▶

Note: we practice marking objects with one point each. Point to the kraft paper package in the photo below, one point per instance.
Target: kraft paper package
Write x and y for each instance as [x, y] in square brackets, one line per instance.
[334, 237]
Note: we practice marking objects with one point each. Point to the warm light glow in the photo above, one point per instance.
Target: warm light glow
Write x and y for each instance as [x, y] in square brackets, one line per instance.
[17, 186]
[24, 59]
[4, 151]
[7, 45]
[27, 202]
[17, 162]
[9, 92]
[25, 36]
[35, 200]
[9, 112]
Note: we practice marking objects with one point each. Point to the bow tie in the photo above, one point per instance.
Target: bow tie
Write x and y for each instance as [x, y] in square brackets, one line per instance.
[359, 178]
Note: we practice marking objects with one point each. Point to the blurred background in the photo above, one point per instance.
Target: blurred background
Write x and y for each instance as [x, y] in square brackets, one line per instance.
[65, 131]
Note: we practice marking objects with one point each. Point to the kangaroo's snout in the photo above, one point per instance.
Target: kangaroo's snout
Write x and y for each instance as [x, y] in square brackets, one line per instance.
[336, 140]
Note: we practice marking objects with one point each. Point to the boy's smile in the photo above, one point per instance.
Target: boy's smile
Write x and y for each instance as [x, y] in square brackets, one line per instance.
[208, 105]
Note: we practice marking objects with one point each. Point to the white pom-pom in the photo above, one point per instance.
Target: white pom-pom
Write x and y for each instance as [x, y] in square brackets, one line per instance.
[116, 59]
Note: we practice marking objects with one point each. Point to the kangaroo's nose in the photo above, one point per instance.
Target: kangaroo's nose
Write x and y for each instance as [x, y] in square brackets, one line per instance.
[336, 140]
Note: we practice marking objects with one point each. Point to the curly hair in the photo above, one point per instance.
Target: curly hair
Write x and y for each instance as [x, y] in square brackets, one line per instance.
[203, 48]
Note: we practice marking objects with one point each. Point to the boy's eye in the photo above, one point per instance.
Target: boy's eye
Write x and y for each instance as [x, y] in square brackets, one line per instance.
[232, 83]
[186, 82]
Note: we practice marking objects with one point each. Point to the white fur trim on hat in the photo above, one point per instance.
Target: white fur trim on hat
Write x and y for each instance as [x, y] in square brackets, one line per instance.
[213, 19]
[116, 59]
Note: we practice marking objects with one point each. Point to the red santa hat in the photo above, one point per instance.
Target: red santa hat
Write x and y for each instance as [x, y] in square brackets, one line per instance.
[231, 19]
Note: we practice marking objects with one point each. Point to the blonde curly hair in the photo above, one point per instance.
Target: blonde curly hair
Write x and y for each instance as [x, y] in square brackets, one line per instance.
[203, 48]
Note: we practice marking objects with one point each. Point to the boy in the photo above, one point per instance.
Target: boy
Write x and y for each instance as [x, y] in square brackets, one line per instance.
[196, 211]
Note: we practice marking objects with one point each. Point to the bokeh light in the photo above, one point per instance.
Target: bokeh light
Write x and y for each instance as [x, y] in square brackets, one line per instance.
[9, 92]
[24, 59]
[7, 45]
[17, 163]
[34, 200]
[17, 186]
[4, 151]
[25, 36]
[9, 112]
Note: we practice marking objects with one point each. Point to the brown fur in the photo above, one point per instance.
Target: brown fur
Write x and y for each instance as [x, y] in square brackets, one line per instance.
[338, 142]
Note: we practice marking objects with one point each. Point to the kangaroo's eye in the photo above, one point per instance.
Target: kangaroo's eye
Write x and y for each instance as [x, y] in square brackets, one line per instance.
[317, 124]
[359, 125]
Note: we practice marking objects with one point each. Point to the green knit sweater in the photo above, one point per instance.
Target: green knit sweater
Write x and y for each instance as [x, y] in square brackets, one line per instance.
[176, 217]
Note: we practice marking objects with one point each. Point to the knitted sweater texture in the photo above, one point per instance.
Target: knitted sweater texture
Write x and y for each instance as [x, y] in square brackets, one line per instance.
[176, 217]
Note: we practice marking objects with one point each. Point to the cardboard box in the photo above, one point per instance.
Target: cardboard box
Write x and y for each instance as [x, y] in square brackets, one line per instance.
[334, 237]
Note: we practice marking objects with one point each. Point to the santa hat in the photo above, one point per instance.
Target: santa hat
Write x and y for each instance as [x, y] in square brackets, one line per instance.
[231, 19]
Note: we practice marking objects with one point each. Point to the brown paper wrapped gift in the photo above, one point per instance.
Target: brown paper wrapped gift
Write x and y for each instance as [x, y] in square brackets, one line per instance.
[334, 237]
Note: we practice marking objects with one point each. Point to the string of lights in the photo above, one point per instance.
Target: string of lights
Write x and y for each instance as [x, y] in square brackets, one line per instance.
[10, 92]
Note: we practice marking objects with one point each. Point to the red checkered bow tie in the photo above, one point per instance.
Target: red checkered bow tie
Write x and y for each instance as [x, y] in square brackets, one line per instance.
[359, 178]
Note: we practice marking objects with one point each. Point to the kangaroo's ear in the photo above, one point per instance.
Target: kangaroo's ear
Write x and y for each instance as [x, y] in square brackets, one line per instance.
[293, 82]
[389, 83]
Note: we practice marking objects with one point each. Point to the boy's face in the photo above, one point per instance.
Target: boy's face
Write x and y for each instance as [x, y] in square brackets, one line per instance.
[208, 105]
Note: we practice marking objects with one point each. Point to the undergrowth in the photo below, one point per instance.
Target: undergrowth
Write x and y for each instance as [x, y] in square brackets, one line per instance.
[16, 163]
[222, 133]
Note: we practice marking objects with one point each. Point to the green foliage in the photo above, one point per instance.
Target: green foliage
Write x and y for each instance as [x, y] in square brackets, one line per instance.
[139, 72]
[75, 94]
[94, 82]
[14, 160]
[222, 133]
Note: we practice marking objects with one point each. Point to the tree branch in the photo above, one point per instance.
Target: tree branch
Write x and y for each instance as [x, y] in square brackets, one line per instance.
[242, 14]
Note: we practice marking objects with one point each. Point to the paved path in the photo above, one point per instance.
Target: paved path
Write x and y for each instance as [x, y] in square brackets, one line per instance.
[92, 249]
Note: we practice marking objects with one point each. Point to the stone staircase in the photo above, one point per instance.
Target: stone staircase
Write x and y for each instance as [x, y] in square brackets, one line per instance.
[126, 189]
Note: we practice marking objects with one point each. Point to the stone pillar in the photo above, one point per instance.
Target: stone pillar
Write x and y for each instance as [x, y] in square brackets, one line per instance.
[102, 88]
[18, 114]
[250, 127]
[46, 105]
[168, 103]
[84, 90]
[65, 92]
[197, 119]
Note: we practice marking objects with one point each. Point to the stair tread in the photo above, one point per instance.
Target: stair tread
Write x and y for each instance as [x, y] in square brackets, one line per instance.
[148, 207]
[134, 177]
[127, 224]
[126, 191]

◀

--- Exercise ---
Every entry, from first to last, should be written out exactly.

--- Written response ---
Note: we practice marking objects with one point each. Point to the kraft paper package in the photo below, one point per instance.
Target: kraft paper package
Write x and y for each instance as [x, y] in square brackets, one line per instance.
[334, 237]
Note: we practice marking objects with one point each. Point to the warm light glow in the photo above, one point per instance.
Target: warm light glow
Write x and y for each instance as [x, y] in square brackets, one line per instance.
[17, 186]
[24, 59]
[4, 151]
[7, 45]
[27, 202]
[17, 162]
[9, 92]
[25, 36]
[35, 200]
[9, 112]
Note: we practice marking objects with one point each. Point to the bow tie in the photo above, one point per instance.
Target: bow tie
Write x and y for each instance as [x, y] in square brackets, one line per instance.
[359, 178]
Note: we practice marking objects with one point each. Point to the blurred background in the photo above, one point per instance.
Target: blurred background
Write x and y for each instance as [x, y] in square brackets, one line per instance.
[65, 131]
Note: we practice marking objects with one point each. Point to the kangaroo's snout in the photo above, one point per instance.
Target: kangaroo's snout
Write x and y for each instance as [x, y] in square brackets, one line per instance.
[336, 140]
Note: we practice marking objects with one point each. Point to the boy's smile in the photo above, one point per instance.
Target: boy's smile
Write x and y for each instance as [x, y] in square brackets, one line per instance.
[208, 105]
Note: we practice marking objects with one point each. Point to the white pom-pom in the photo above, one point per instance.
Target: white pom-pom
Write x and y for each instance as [x, y] in square brackets, one line per instance.
[116, 59]
Note: we practice marking objects with one point each. Point to the kangaroo's nose in the photo above, one point per instance.
Target: kangaroo's nose
Write x and y for each instance as [x, y] in square brackets, one line per instance.
[336, 140]
Note: we practice marking objects with one point each. Point to the curly hair in the photo above, one point per instance.
Target: curly hair
Write x and y for each instance as [x, y] in square brackets, one line per instance.
[203, 48]
Note: we practice marking objects with one point each. Point to the boy's eye in the photo above, one point per instance.
Target: boy's eye
Write x and y for each instance as [x, y] in square brackets, one line per instance.
[232, 83]
[186, 82]
Note: we practice marking objects with one point each. Point to the white fur trim on hat in the photo above, one point per instance.
Target: white fur trim on hat
Write x and y for each instance as [x, y] in square brackets, one line per instance.
[213, 19]
[116, 59]
Note: we practice marking objects with one point each. Point to the red santa hat in the photo above, one point per instance.
Target: red santa hat
Write x and y for each instance as [x, y] in square brackets, one line per instance.
[231, 19]
Note: we practice marking objects with one point each. Point to the blonde curly hair in the photo above, one point per instance.
Target: blonde curly hair
Write x and y for each instance as [x, y] in square brackets, one line per instance.
[203, 48]
Note: we practice marking objects with one point each. Point to the boy in the photo above, one point per instance.
Target: boy
Write x and y for each instance as [x, y] in square brackets, one line per instance.
[196, 211]
Note: we practice marking objects with one point each. Point to the bokeh light in the photo above, one point per instance.
Target: bokeh light
Write x and y for each instance as [x, y] in square brackets, one line per instance.
[9, 92]
[24, 59]
[7, 45]
[17, 163]
[34, 200]
[17, 186]
[4, 151]
[25, 36]
[9, 112]
Note: we practice marking objects with one point each. Point to the brown fur in the photo above, one point per instance.
Target: brown fur
Write x and y for each instance as [x, y] in square brackets, one line per instance.
[338, 142]
Note: we practice marking objects with one point each. Point to the kangaroo's eye in the photo above, one point per instance.
Target: kangaroo's eye
Write x and y for each instance as [x, y] in square brackets, one line per instance.
[317, 124]
[359, 125]
Note: we practice marking objects with one point each. Point to the green knit sweater in the photo above, one point per instance.
Target: green knit sweater
Write x and y for each instance as [x, y] in square brackets, one line per instance.
[176, 217]
Note: we practice marking objects with one point each. Point to the knitted sweater texture in the photo above, one point per instance.
Target: knitted sweater texture
Write x and y for each instance as [x, y] in square brackets, one line per instance.
[176, 217]
Note: we practice marking objects with one point each. Point to the cardboard box in the photo above, one point per instance.
Target: cardboard box
Write x and y for each instance as [x, y] in square brackets, one line per instance.
[334, 237]
Note: we practice marking objects with one point each. Point to the santa hat in the photo above, one point per instance.
Target: santa hat
Write x and y for each instance as [x, y] in square brackets, one line per instance.
[231, 19]
Note: we practice marking objects with one point each. Point to the brown paper wrapped gift in the photo above, one point per instance.
Target: brown paper wrapped gift
Write x and y for each instance as [x, y] in square brackets, one line per instance.
[334, 237]
Note: we practice marking objects with one point each. Point to the string of lights in the photo above, one point per instance.
Target: string of lights
Write x and y for each instance as [x, y] in square brackets, one line per instance.
[10, 92]
Note: we practice marking objects with one point each. Point to the red checkered bow tie in the photo above, one point per instance.
Target: red checkered bow tie
Write x and y for each instance as [x, y] in square brackets, one line per instance.
[359, 178]
Note: we practice marking objects with one point each. Point to the kangaroo's ear in the photo above, one point per instance.
Target: kangaroo's ear
Write x and y for each instance as [x, y] in square brackets, one line per instance.
[293, 82]
[389, 83]
Note: we practice marking objects with one point each. Point to the boy's face in the photo above, one point per instance.
Target: boy's face
Write x and y for each instance as [x, y] in square brackets, one line per instance.
[208, 105]
Note: we practice marking objects with one point each. Point to the undergrowth in the photo below, one point per instance.
Target: undergrowth
Write x and y for each instance as [x, y] in square brackets, one line per instance.
[16, 163]
[222, 133]
Note: we practice marking objects with one point each. Point to the green foliage in the photo above, one point per instance.
Target: green foliage
Write x and y for each instance as [x, y] in square brackets, one line per instance.
[139, 72]
[75, 94]
[94, 82]
[14, 160]
[222, 133]
Note: we practice marking objects with one point each. Point to the tree branch in the photo above, one point per instance.
Target: tree branch
Write x and y for each instance as [x, y] in square brackets, one line per instance.
[242, 14]
Note: we practice marking objects with one point each. Point to the paved path in the photo above, one point per instance.
Target: paved path
Write x and y for each instance as [x, y] in square brackets, one line per instance.
[92, 249]
Note: we practice marking objects with one point each. Point to the stone staircase in the photo above, one point per instance.
Target: stone staircase
Write x and y for each instance as [x, y] in square brackets, one line per instance.
[126, 189]
Note: we practice marking objects with one point each. Point to the stone pillar in the photo above, one point per instance.
Target: stone pillar
Write x and y for each instance as [x, y] in square brackets, one line per instance.
[102, 88]
[18, 114]
[250, 127]
[46, 105]
[168, 103]
[84, 90]
[65, 92]
[197, 119]
Note: we practice marking objects with one point each. Point to the stair tread in the photo above, one point per instance.
Target: stair tread
Write x and y for each instance as [x, y] in square brackets, one line per instance.
[148, 207]
[134, 177]
[127, 224]
[126, 191]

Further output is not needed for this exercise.